• Task list
**a.** From the Rec Room costumes text below, list each role option named as an example of what a role's settings can allow or adjust.
**b.** Supply the next part of the Rec Room costumes text below, picking up after its final sentence.

• Text shown
..........

How do you use costumes to affect what people can do in a Rec Room custom room?
Solution 1:
To affect what people can pickup, you can use roles. Create a role in the room by placing down a new "Role" chip. Hit configure on that chip, give it a good name, and then edit the role. You'll be presented with a variety of options. You can allow this role to fly, adjust voice roll-off, change walk speed or teleport distance, etc. For affecting what weapons they can pickup, you should use the pickup restrictions. Simply add the object tag of the weapon you'd like them to pickup, and configure the weapon to also have that tag, then set it to "Allow Tags". Once you do that, players with that role will only be able to pickup objects with that tag. It might be worth configuring the "Everyone" role to a "Restrict All" pickup restriction. This will make it so that nobody without that role will be able to pickup the weapon.
Once you've setup your roles, you'll need a way to add and remove them. Costumes have a red pin on them that is visible when circuits are visible. The red pin outputs a -1 when there are no players wearing it. If someone is wearing the costume, then the red pin outputs the Player ID of the one wearing it. You can use that pin to do what you're describing. There are two ways that you can achieve this depending on what constraints you're able to meet.
Multiple players may have the role at the same time
When multiple players can have the role at the same time, you need to have a system that remembers the previous wearer and removes the role directly from them. The following circuit is the minimal way to do that with the fewest chips.

..........

• Information provided
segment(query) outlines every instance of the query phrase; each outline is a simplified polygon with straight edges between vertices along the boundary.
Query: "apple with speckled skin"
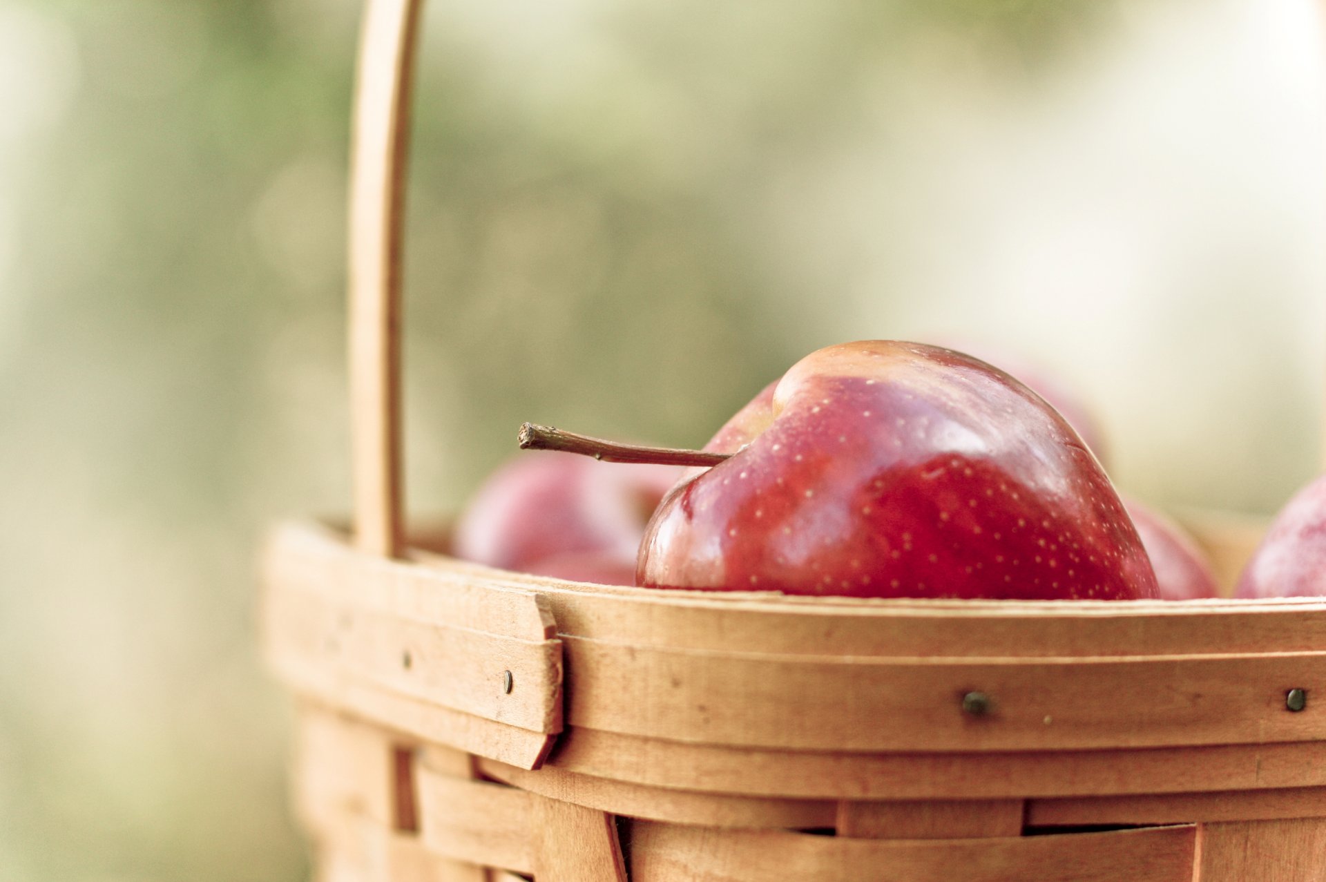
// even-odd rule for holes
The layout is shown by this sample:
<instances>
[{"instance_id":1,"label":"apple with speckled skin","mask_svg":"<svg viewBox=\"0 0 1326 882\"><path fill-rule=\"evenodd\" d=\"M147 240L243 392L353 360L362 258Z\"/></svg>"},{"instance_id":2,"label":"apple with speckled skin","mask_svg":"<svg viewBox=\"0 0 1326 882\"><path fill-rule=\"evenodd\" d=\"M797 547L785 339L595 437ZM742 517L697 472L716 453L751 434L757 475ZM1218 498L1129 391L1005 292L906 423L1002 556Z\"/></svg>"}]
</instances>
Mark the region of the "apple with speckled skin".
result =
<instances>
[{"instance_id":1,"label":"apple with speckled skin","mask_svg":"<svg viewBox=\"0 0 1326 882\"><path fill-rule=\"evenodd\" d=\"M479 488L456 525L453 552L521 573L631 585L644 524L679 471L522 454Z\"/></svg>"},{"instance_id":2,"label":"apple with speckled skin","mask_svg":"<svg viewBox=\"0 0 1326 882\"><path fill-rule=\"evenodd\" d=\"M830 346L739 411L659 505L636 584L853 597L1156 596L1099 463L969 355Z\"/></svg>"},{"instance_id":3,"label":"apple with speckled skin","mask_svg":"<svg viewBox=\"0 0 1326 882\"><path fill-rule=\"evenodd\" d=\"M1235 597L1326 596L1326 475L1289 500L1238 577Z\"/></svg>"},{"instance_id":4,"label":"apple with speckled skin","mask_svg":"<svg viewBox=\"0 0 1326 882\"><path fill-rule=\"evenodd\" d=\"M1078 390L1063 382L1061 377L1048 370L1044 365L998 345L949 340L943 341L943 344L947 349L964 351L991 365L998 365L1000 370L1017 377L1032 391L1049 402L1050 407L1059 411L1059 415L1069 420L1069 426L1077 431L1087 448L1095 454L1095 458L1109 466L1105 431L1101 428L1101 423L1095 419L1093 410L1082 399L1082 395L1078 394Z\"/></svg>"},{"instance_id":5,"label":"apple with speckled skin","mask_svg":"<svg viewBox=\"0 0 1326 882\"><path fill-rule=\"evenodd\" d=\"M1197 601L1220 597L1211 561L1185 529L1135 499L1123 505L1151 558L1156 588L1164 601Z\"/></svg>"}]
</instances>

..........

• Expected responses
**a.**
- Flying
- Voice roll-off
- Walk speed
- Teleport distance

**b.**
In the photo, the role-mapper chip on top is set to add a role, and the role-mapper chip on the bottom is set to remove that role. Putting on the costume will give the wearer the role and when the take off the costume it will remove that role.
The role is unique and only one player can have it at a time.
If only one player in the whole room can have a certain role at a given time, then the circuit can be reduced further. The following diagram shows one way to achieve this:
In this circuit, the role-mapper chip at the top is configured to add a role and the role-mapper chip at the bottom is configured to remove that role.
If you're struggling for ink in your room and wish to pack a lot of these into a circuit board, you may desire a circuit with fewer than 3 connections to the costume. The following circuit needs only one connection to the costume but takes 2 ticks to fully reach the desired outcome.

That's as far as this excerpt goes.